TRECHO SELECIONADO
-.-.-

ARGENTINA

Argentina enfrenta inconformismo nas ruas e medidas extras na economia

Sindicatos mobilizam milhares em Buenos Aires com o objetivo de pressionar a Justiça a derrubar os planos de ajuste de Milei. Presidente envia novo projeto ao Congresso e diz que convocará plebiscito se pacote for rejeitado

Milhares de argentinos voltaram às ruas de Buenos Aires, ontem, contra o recém-empossado governo de Javier Milei. Na terceira manifestação em repúdio ao superpacote de ajuste do presidente ultralibertário, cerca de 20 mil pessoas desafiaram as restrições impostas a protestos e marcharam até o Palácio da Justiça, sede da Suprema Corte. Convocados pelas lideranças das principais centrais sindicais, pediram a declaração de inconstitucionalidade do Decreto de Necessidade e Urgência (DNU), que impulsiona uma profunda desregulação econômica no país.

O Congresso, onde o governo tem a terceira minoria, pode invalidar o decreto, mas é um trâmite que levaria vários meses. Na noite de terça-feira, em entrevista a uma emissora de televisão argentina, Milei afirmou que, se o Parlamento rejeitar o DNU, ele "convocará um plebiscito".

"Eles não conseguem aceitar que perderam, que o povo escolheu outra coisa", repreendeu. Pela Constituição, porém, caso uma consulta seja convocada pelo Executivo, ela é sempre não vinculante. As declarações do presidente seriam, assim, uma forma de marcar posição política.

Emergência

Enquanto a marcha seguia pela capital, o porta-voz de Milei, Manuel Adorni, anunciava o envio de um outro pacote de medidas ao Congresso para ser discutido em sessões extraordinárias. "O texto inclui reformas profundas, necessárias e urgentes em questões tributárias, trabalhistas, criminais, energéticas e eleitorais", assinalou Adorni, em uma coletiva de imprensa. Entregue ao Parlamento pelo ministro do Interior, Guillermo Francos, o projeto, com 664 artigos, declara emergência pública até 31 de dezembro de 2025.

-.-.-

O QUE SE PEDE
a: De acordo com a notícia sobre os protestos na Argentina, quantos artigos tem o projeto entregue ao Congresso pelo ministro Guillermo Francos?
b: Prossiga a notícia sobre os protestos na Argentina a partir do ponto em que ela termina.

REGISTROS EXTRAÍDOS
-.-.-

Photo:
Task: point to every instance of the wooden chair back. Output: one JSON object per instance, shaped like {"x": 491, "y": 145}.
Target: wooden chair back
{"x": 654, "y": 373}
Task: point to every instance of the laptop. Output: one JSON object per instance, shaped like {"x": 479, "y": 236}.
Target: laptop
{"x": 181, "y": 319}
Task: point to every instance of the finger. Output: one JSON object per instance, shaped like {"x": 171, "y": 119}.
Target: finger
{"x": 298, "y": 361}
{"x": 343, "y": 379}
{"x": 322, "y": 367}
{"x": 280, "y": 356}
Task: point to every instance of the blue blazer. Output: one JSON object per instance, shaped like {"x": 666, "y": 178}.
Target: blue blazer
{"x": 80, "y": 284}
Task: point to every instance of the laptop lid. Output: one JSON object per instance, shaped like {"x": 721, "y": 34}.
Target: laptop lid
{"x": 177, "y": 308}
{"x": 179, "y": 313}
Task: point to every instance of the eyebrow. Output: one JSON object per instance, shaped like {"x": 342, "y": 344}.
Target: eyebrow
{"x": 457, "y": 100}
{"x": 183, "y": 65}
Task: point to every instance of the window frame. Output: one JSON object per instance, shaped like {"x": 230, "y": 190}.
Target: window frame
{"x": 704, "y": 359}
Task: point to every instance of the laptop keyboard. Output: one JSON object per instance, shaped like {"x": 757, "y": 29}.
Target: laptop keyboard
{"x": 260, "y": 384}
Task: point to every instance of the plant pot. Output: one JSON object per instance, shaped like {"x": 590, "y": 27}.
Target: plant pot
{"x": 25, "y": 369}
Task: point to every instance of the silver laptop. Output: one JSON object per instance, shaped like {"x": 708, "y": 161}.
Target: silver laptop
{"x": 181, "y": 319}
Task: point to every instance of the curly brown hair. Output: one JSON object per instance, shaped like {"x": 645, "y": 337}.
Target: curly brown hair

-.-.-

RESPOSTAS
a: O projeto tem 664 artigos.

b:
Segundo Adorni, trata-se de um complemento ao DNU, divulgado na semana passada. Na ocasião, argentinos também foram às ruas, com panelas, para protestar contra as medidas, que incluem a revogação de normas trabalhistas, privatização de empresas e alterações de leis. "Os senadores e deputados da nação terão que escolher se vamos em direção à liberdade, para acabar com essa decadência", disse, em referência à crise no país.

A mobilização de ontem foi convocada pela Confederação Geral do Trabalho (CGT), pelo Sindicato dos Trabalhadores da Construção (UOCRA) e pela Associação dos Trabalhadores do Estado (ATE), entre outros. Organizações sociais também aderiram à mobilização. 

Há duas semanas, poucos dias após tomar posse, Milei adotou um protocolo com restrições à realização de protestos, inclusive suspendendo benefícios sociais de quem participar dos atos. Com policiamento reforçado, houve confrontos e detenções.

Aos gritos de "a pátria não se vende" e agitando bandeiras argentinas, os manifestantes apoiaram a petição entregue pelas centrais sindicais à Justiça contra o decreto que inclui a reforma de mais de 300 leis e que entrará em vigor amanhã, no âmbito de um forte ajuste fiscal. 

"Não questionamos a legitimidade do presidente Milei, mas queremos que respeite a divisão dos poderes. Os trabalhadores têm a necessidade de defender seus direitos quando há uma inconstitucionalidade", disse à imprensa Gerardo Martínez, secretário-geral do sindicato da construção, um dos líderes da manifestação em frente ao Palácio dos Tribunais de Buenos Aires.

"Viemos dizer 'não' ao decreto porque ignora um dos poderes do Estado, o Congresso", disse à agência de notícias France Presse (AFP) Adrián Grana, um dos manifestantes, para quem a iniciativa presidencial "é um decálogo para favorecer os poderosos em demérito do povo".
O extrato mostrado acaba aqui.